##### DATA PROVIDED
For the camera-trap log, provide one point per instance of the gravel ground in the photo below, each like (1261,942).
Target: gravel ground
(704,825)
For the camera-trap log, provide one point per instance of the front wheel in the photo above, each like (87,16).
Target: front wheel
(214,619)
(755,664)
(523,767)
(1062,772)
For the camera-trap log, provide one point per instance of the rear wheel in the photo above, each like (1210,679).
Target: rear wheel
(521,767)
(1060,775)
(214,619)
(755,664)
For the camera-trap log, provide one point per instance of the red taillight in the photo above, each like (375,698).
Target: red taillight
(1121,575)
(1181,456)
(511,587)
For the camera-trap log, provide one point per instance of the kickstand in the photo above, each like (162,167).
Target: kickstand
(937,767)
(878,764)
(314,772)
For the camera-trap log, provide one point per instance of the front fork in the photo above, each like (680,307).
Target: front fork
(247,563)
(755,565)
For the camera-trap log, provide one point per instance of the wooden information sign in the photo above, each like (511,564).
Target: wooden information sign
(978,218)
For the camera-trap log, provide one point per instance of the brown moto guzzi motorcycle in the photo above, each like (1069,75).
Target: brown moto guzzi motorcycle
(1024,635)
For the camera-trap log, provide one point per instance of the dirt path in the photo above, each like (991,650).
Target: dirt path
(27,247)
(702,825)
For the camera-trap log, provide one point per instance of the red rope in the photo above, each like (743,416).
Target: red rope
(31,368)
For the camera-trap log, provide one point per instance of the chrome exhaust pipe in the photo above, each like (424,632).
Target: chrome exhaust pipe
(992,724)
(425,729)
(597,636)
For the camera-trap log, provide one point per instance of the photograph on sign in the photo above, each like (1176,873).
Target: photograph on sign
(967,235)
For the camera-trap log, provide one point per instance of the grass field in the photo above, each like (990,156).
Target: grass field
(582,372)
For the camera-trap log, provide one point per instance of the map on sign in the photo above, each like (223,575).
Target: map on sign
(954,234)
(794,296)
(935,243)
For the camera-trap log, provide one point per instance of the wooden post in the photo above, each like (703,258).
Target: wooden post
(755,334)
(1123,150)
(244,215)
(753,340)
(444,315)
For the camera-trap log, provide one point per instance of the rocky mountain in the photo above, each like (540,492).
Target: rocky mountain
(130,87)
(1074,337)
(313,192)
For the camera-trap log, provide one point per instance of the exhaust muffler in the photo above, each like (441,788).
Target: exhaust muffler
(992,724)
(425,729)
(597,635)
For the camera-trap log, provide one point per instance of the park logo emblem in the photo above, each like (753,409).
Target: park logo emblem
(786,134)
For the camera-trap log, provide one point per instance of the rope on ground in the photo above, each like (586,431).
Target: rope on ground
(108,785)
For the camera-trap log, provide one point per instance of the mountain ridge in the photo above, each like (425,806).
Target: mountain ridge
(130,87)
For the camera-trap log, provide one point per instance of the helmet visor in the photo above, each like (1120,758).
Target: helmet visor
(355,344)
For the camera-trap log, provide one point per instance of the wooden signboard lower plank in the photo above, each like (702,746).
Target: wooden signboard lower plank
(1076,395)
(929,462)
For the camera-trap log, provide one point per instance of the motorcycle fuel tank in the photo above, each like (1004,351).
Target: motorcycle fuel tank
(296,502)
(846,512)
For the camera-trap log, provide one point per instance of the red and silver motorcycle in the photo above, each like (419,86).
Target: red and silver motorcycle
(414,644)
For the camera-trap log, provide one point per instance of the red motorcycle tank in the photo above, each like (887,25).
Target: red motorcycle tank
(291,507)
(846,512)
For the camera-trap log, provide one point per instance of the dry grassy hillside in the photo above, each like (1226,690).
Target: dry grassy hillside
##########
▸ **WHAT YOU HAVE TO DO**: Send back each record exactly as it stands.

▸ **EXPECTED ANSWER**:
For the camera-trap log, provide one point per instance of the gravel ground in the photo below, each like (1261,942).
Target: gravel ground
(704,825)
For the camera-trap log, provide one point per instance of the front wheel in the photo above, each like (87,16).
Target: front wheel
(214,619)
(755,664)
(523,767)
(1062,772)
For the camera-trap log, provide one point per instance of the rear wheel in the photo above, each like (1210,679).
Target: rear wheel
(521,767)
(1060,775)
(214,619)
(755,664)
For the camera-trap log, provide one point per instance of the red taillight in the photo above, each like (375,698).
Target: red taillight
(1121,575)
(1181,456)
(511,587)
For the camera-trap log, provide one point per instance of the kickstand in the photo above, each like (162,167).
Target: kickstand
(937,767)
(878,764)
(314,772)
For the camera-trap log, provide one point per instance of the front fork in the photo above, each like (680,307).
Target: front fork
(247,563)
(755,565)
For the camera-trap log, provide one point per instance of the wooden information sign in the photo above, each like (511,564).
Target: wooden information sign
(978,218)
For the camera-trap log, provide one point per instance of the brown moto guzzi motorcycle in the photo above, each like (1069,75).
Target: brown moto guzzi motorcycle
(1024,635)
For the camera-trap log, provide one point per instance of the dirt path in the photo above, each like (991,650).
Target: dirt path
(27,247)
(702,825)
For the camera-trap log, provide one point per instance of the red rope in the photo above, each like (743,416).
Target: red rope
(31,368)
For the camera-trap log, provide one point per instance of the chrome exhaust pipe in the photo above, each like (424,632).
Target: chrome exhaust pipe
(992,724)
(425,729)
(597,636)
For the camera-trap log, provide one point per instance of the photograph on sign in the photo above, each like (1176,873).
Target: photograph on sign
(967,235)
For the camera-trap log, provide one point per instance of the grass field in the photo above, each like (990,156).
Target: grass field
(582,372)
For the camera-trap log, provide one point per instance of the map on sign in the photo above, each like (223,575).
Target: map on sign
(954,234)
(794,296)
(935,243)
For the camera-trap log, provide one point per instance of the wooden post in the photo above, each like (703,258).
Target: wooden post
(755,334)
(1123,150)
(244,215)
(753,340)
(444,315)
For the camera-trap log, provide one point per instance of the rocky mountain in the photo above, each like (540,492).
Target: rocky mountain
(130,87)
(1074,337)
(313,192)
For the camera-trap log, provide one point per instance of the exhaust muffler in the photo above, each like (441,788).
Target: exhaust muffler
(992,724)
(425,729)
(597,635)
For the camera-trap log, provide one point per instance of the park logo emblem in the photo above, each like (753,409).
Target: park logo emblem
(786,134)
For the camera-trap log, provide one point per instance of the rope on ground in the photo above, each like (586,431).
Target: rope on ground
(108,785)
For the camera-trap log, provide one point per instance of the mountain ridge in the photo above, each like (425,806).
Target: mountain ridge
(130,87)
For the camera-trap log, provide one point per instance of the helmet visor in the photo above, each like (1120,758).
Target: helmet visor
(355,344)
For the camera-trap log, provide one point per instance of the wooden signboard lower plank in the photo above, each like (702,746).
Target: wooden signboard lower plank
(1076,395)
(929,462)
For the camera-trap log, provide one point per instance of the motorcycle fuel tank in the photo above, each like (1004,351).
Target: motorcycle fuel tank
(296,502)
(846,512)
For the camera-trap log, provide one point per instance of the red and silver motorcycle in the photo above, each like (419,86).
Target: red and silver motorcycle
(414,644)
For the camera-trap log, provide one point per instance of the red motorcycle tank in the photo above, each like (887,25).
Target: red motorcycle tank
(291,507)
(846,512)
For the camera-trap log, provide one point per instance of the dry grassy hillside in the photo above, each like (1226,690).
Target: dry grassy hillside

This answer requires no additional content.